Whenever the word "straw" shows up in a line of the data, copy that line.

··· GIVEN DATA ···

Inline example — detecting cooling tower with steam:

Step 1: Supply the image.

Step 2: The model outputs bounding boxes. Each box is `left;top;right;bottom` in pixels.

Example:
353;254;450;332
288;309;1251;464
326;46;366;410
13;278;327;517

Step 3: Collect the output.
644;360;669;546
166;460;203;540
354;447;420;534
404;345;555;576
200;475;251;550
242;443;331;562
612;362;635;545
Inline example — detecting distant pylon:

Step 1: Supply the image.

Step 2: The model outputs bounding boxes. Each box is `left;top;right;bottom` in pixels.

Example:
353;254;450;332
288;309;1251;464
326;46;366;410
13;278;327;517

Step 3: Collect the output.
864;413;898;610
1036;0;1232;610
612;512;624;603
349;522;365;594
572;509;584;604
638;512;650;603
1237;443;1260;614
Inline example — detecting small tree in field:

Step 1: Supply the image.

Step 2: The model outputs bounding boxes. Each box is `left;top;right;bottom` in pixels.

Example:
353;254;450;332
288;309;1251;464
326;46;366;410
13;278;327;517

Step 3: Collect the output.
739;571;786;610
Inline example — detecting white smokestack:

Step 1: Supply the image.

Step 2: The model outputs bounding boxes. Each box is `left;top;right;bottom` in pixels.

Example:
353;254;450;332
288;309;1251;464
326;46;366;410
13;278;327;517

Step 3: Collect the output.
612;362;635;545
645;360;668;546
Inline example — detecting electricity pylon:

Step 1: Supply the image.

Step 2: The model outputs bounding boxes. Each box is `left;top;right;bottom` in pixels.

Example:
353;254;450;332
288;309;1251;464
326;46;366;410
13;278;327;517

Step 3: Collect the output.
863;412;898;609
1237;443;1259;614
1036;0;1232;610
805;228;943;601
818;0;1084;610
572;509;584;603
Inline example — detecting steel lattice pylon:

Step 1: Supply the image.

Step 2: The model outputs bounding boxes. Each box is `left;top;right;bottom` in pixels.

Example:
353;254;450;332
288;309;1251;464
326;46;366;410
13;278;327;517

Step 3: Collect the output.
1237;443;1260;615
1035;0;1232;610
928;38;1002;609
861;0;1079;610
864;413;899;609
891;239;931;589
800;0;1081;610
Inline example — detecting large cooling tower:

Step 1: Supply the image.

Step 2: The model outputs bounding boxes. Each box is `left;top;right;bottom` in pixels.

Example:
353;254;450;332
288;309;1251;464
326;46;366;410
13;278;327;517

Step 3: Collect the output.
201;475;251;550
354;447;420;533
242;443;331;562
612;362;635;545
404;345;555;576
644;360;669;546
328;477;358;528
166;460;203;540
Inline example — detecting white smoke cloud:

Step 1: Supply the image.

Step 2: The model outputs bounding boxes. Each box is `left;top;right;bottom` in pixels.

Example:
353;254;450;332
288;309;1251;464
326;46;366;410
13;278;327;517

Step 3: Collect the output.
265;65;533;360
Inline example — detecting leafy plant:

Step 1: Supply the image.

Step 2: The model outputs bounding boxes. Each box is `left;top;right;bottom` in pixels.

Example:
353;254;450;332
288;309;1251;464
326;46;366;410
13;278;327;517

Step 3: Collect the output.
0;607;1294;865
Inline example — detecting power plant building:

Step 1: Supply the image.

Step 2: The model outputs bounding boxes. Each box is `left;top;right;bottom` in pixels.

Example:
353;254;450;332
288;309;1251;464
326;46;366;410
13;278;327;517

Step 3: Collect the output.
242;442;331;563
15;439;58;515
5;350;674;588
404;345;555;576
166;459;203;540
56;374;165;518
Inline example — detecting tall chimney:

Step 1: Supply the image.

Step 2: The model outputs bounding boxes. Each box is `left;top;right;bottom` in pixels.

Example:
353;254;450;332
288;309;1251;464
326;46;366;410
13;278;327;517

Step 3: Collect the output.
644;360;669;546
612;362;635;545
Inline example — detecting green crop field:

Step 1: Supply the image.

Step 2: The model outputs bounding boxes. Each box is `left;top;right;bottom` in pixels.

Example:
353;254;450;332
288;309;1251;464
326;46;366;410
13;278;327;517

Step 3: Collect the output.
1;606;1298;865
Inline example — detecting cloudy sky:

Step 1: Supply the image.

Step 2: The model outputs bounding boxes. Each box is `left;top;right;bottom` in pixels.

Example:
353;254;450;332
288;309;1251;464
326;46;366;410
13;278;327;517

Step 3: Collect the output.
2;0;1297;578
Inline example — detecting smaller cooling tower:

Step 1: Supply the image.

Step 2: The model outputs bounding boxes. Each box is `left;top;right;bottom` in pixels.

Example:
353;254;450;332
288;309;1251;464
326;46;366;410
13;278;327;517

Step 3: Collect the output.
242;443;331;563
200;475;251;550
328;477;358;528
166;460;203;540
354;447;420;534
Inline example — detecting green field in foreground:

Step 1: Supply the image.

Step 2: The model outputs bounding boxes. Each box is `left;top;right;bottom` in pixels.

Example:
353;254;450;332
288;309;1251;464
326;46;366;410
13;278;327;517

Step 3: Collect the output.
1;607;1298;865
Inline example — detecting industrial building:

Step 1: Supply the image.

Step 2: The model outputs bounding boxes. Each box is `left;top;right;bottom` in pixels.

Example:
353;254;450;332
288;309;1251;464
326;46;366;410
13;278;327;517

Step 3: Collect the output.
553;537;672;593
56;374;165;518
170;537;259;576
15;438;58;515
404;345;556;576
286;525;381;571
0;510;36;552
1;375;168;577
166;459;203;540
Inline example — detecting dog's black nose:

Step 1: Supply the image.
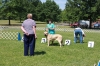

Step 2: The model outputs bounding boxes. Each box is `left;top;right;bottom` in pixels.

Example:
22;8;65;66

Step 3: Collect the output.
44;34;46;36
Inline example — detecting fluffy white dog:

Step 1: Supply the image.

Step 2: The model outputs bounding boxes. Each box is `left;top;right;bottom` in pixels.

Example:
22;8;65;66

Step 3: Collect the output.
44;31;63;47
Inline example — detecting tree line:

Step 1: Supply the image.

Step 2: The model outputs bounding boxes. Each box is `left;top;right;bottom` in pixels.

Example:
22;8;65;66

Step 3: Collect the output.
0;0;100;28
0;0;61;25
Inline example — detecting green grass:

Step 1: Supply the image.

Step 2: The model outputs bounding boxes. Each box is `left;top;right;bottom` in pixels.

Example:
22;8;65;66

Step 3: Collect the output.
0;20;46;24
0;20;46;26
0;29;100;66
0;20;100;66
0;20;71;28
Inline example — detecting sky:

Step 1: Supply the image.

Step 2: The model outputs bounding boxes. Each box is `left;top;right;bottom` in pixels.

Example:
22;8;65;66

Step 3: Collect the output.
40;0;67;10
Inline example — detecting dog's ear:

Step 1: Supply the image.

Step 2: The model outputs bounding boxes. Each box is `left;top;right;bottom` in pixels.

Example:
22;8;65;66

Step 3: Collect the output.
44;34;47;37
44;31;48;38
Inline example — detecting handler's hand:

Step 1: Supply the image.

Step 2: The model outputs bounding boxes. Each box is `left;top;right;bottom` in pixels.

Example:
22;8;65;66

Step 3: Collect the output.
35;35;37;39
48;28;51;29
25;32;29;36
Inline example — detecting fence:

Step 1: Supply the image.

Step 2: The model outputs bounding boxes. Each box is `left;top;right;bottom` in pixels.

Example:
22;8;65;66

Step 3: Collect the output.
0;31;18;40
0;26;17;40
36;27;100;33
0;26;100;40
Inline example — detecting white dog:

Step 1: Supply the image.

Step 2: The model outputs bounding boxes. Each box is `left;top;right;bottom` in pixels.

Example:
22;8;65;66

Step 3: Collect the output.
44;31;63;47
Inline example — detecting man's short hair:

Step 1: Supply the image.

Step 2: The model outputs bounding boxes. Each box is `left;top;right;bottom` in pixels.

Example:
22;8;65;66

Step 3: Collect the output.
27;13;32;18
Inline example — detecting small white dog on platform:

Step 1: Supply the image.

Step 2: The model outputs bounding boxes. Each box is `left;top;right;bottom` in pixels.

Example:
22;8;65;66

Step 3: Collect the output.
44;31;63;47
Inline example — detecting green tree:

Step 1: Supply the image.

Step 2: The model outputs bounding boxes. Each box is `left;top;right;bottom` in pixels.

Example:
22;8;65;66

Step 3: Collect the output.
0;0;15;25
65;0;98;28
95;0;100;19
0;0;61;24
35;1;44;21
60;10;67;22
12;0;27;22
31;0;42;20
42;0;61;22
81;0;97;28
0;0;36;23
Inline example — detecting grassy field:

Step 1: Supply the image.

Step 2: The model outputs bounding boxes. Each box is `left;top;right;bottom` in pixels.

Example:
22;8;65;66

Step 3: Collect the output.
0;20;46;26
0;20;100;66
0;29;100;66
0;20;71;28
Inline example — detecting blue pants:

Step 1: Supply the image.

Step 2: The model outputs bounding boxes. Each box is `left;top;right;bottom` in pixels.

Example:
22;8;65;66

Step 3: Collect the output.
74;29;83;43
24;34;35;56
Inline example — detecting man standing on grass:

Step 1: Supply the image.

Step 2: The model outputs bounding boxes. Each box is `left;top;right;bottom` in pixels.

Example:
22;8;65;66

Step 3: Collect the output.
21;13;37;56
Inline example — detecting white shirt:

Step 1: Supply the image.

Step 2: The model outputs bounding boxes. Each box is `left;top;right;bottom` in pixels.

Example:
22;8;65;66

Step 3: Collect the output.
74;27;85;37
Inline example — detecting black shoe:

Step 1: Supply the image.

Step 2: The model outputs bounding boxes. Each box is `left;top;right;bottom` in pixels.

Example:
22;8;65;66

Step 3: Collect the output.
30;55;34;56
24;55;29;56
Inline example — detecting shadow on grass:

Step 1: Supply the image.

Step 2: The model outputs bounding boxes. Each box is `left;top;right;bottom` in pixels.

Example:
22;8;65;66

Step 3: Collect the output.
0;24;21;26
50;43;60;46
35;51;46;55
75;41;87;44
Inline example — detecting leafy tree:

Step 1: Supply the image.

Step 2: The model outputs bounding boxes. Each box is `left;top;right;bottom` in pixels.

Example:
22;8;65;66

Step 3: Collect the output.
42;0;61;22
0;0;16;25
12;0;27;22
35;1;44;21
65;0;77;22
0;0;36;23
95;0;100;19
65;0;99;28
0;0;61;24
60;10;67;22
81;0;97;28
31;0;42;21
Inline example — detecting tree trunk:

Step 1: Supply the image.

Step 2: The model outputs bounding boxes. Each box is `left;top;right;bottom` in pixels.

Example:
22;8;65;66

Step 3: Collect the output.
8;16;11;25
20;17;21;22
20;15;21;22
89;18;92;29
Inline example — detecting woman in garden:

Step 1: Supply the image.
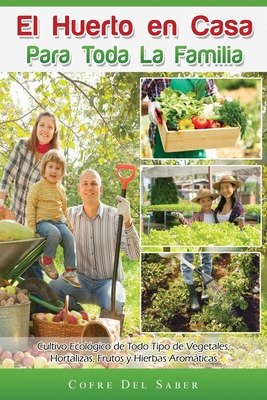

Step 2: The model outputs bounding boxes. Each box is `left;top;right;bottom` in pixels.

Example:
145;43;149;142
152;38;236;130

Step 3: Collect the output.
0;110;60;278
212;175;245;229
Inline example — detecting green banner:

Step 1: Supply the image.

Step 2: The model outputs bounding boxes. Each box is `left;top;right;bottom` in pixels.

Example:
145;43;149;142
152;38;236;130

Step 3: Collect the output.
1;368;267;399
2;0;267;6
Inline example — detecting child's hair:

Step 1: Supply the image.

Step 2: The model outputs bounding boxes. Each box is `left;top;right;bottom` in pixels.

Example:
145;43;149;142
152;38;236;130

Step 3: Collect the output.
40;149;66;177
27;111;60;152
216;184;238;212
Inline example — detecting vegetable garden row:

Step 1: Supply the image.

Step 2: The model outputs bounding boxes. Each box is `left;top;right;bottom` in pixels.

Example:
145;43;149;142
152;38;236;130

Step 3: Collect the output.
142;222;261;247
141;253;260;333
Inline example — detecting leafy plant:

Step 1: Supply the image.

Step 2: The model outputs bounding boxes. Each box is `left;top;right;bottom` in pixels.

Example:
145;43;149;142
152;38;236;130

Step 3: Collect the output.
141;254;187;332
142;203;260;217
141;253;259;333
156;87;204;130
191;270;251;332
150;177;178;223
142;222;261;247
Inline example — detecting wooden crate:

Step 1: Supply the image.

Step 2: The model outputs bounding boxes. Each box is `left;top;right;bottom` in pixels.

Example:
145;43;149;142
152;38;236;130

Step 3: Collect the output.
157;121;240;152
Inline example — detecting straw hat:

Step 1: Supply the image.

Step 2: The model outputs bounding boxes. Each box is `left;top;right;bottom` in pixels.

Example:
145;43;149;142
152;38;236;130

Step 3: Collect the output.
191;188;219;203
213;175;242;191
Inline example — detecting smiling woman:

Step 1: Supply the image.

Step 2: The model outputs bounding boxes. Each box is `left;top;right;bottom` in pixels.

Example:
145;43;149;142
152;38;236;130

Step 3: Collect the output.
0;111;60;225
213;175;245;228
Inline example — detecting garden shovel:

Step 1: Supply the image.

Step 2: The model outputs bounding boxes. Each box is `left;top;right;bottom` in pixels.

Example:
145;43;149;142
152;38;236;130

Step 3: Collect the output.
158;253;220;291
100;164;136;335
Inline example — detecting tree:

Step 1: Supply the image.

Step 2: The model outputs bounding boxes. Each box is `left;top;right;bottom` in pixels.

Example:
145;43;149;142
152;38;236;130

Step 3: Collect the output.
150;177;178;223
0;72;142;227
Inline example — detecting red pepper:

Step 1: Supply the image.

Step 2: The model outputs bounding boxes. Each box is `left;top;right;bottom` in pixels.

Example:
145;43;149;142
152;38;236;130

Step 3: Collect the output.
0;278;10;287
207;120;222;128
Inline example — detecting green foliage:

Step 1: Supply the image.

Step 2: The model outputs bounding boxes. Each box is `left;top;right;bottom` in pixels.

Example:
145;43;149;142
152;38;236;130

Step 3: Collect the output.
216;79;257;91
141;255;188;332
151;178;178;205
142;222;261;247
150;177;178;223
213;100;248;136
227;253;259;285
156;86;204;129
142;203;260;216
261;297;267;335
119;255;140;335
191;253;260;332
141;253;259;333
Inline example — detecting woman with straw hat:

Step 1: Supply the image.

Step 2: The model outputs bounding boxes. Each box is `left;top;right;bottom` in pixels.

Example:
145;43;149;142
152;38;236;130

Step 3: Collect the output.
212;175;245;229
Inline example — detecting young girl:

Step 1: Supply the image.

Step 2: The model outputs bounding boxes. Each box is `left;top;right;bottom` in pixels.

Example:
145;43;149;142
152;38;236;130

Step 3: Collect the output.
212;175;245;229
26;149;81;288
173;188;219;225
172;188;219;310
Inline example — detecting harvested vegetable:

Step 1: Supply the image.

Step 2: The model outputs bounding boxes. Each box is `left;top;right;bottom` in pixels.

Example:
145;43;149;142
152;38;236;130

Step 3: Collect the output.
213;100;247;136
179;119;195;130
207;120;222;128
0;286;29;306
0;220;35;242
201;102;221;119
157;87;248;136
156;87;204;130
191;116;208;129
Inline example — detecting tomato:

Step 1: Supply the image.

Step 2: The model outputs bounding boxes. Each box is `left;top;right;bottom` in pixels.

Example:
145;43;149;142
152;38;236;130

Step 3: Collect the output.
207;120;222;128
191;116;208;129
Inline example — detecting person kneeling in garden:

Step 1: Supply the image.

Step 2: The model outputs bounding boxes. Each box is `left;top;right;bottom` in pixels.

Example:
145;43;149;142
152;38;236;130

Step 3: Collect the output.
172;188;219;311
49;168;140;315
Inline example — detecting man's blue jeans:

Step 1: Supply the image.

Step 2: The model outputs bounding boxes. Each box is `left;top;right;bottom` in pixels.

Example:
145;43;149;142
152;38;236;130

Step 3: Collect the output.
180;253;212;285
49;273;125;313
22;259;44;279
36;220;76;268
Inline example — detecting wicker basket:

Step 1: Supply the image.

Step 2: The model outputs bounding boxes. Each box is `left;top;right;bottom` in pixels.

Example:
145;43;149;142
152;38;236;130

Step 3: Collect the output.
32;295;88;338
157;121;240;152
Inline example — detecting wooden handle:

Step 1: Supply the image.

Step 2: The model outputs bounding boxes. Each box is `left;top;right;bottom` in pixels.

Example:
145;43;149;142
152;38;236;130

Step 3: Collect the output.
64;295;69;324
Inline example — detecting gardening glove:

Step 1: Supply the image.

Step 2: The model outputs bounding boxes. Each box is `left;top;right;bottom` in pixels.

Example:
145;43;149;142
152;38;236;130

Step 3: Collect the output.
171;211;185;223
234;215;245;222
148;101;163;125
116;195;131;223
224;96;233;102
234;215;245;231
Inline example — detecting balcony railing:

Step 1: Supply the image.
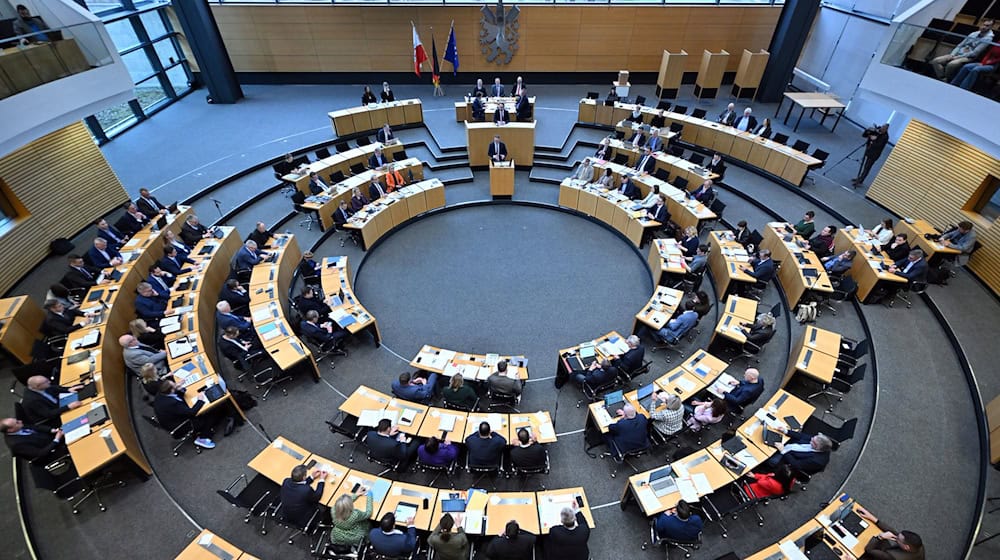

···

* **EXERCISE SOLUTION**:
Inline example — detecting straw hat:
Inline example — detecting woman with straw hat:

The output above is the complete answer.